Natural language region descriptions:
◆ ◆ ◆ ◆

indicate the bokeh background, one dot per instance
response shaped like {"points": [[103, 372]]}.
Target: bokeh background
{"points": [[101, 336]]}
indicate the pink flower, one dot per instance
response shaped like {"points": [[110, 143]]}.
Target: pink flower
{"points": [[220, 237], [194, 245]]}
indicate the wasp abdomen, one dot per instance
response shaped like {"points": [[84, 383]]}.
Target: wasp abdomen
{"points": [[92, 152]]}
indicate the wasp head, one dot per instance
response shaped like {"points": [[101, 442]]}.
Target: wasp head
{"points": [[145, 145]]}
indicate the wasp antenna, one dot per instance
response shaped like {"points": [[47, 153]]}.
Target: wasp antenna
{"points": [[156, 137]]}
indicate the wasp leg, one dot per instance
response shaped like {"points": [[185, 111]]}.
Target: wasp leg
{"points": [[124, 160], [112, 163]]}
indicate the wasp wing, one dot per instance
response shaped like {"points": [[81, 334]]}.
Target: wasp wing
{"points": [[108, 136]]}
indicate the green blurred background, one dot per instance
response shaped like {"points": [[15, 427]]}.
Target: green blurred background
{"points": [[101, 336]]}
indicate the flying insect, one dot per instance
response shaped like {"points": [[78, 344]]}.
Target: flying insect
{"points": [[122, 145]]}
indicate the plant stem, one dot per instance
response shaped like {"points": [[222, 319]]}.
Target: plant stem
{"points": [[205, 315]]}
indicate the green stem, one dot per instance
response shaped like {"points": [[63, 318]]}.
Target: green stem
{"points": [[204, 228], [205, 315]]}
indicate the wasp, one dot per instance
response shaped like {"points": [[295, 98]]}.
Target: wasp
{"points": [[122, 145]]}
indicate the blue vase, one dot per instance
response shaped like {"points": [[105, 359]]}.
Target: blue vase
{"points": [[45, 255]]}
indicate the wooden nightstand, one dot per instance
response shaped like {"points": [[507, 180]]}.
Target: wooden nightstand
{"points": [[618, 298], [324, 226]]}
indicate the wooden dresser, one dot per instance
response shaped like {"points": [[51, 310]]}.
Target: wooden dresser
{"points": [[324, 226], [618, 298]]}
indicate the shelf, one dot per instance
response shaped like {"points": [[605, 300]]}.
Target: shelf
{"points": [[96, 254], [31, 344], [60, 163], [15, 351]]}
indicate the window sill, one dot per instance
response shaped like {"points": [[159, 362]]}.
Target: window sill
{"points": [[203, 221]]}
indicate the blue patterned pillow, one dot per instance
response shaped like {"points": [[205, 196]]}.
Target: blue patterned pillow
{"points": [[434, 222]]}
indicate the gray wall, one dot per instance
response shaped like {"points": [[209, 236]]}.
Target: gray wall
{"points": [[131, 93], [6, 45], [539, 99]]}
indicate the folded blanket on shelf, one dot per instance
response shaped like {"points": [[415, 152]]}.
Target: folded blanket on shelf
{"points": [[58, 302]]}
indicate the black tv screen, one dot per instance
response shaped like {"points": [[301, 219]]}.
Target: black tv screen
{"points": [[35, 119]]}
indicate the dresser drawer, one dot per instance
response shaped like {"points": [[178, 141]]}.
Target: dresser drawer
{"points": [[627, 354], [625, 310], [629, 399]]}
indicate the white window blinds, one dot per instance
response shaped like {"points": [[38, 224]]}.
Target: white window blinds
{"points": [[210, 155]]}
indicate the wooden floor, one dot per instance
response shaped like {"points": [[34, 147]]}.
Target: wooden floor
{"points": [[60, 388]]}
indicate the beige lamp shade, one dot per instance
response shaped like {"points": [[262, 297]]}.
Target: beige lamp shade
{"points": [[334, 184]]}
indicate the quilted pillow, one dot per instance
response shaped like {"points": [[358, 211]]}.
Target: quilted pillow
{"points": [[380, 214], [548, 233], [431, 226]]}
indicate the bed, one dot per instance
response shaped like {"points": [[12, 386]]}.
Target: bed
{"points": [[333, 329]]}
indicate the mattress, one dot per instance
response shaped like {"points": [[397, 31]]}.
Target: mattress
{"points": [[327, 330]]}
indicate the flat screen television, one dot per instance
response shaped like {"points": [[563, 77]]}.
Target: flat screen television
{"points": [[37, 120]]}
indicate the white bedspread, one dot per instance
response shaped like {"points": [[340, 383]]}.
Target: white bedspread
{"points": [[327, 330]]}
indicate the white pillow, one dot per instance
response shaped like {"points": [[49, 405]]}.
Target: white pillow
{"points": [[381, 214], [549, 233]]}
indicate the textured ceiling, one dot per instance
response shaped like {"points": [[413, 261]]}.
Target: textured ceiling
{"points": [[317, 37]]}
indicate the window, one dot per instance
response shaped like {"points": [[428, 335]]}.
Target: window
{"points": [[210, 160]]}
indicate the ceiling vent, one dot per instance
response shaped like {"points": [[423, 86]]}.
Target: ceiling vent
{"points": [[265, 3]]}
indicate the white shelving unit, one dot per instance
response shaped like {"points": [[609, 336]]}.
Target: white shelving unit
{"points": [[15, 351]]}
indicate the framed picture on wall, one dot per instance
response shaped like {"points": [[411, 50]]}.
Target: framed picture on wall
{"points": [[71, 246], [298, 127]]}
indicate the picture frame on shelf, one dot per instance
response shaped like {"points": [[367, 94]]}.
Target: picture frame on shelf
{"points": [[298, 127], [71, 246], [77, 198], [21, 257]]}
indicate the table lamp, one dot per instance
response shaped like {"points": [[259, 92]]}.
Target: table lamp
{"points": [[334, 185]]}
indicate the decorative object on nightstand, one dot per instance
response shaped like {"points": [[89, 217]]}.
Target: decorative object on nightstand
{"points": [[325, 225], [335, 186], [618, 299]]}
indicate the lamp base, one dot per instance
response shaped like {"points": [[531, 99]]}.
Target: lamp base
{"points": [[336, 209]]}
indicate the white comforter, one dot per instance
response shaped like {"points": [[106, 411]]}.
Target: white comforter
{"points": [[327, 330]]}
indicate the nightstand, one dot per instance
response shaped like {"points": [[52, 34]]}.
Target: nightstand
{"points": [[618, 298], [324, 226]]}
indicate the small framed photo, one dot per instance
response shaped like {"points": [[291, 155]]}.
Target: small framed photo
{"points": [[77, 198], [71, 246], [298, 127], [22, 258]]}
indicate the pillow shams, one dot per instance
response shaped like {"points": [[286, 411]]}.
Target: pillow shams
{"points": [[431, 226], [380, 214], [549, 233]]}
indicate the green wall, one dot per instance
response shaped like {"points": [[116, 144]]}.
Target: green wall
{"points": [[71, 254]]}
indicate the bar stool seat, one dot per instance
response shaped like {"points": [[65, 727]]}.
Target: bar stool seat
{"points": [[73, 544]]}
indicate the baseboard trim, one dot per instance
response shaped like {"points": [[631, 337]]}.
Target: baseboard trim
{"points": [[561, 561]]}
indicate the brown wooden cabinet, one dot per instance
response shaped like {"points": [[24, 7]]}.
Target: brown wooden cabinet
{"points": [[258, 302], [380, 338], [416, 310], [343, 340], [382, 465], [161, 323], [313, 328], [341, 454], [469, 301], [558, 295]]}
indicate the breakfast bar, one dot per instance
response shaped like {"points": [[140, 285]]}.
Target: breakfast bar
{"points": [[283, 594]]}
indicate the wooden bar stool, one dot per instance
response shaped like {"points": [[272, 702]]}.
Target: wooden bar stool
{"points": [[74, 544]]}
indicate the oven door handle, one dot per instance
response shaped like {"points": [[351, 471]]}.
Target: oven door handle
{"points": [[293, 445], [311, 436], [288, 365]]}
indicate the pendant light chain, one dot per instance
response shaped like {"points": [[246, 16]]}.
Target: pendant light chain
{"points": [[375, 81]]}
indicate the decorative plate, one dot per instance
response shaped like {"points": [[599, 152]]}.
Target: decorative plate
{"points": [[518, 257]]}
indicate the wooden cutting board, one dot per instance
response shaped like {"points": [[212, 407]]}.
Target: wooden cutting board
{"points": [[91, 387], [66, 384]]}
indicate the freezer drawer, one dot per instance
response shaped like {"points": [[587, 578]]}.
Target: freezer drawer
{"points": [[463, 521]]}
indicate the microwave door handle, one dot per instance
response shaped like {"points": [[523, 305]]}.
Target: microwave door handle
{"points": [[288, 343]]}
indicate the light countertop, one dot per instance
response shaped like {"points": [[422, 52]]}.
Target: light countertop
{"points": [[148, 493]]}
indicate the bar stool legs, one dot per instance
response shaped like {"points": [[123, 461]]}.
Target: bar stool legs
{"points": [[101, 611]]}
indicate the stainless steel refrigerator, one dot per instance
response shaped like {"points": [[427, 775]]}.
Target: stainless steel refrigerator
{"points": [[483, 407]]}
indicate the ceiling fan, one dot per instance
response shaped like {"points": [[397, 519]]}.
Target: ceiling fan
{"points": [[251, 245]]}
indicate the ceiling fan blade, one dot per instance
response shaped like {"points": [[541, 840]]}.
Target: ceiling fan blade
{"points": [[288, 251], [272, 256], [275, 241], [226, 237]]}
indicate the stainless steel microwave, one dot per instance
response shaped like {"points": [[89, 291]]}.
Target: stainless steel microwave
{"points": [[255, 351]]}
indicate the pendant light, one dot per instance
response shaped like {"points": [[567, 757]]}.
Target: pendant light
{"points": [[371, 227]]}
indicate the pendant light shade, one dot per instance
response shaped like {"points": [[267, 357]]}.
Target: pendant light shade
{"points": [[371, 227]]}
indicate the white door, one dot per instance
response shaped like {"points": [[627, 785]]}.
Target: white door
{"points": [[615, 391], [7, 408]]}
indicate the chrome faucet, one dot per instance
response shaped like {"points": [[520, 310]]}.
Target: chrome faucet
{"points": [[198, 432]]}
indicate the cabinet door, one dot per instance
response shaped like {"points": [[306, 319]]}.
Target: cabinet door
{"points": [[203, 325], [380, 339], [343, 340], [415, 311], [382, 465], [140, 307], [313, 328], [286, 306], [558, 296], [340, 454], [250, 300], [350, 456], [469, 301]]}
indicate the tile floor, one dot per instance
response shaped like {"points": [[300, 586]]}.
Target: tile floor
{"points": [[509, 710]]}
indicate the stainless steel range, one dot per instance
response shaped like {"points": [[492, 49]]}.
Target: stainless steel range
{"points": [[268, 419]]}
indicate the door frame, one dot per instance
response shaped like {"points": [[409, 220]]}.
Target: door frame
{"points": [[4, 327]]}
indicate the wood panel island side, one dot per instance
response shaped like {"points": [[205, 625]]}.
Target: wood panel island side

◆ ◆ ◆ ◆

Looking at the records above, work out how many lines contain "side". Give the number only.

> Response to this task
2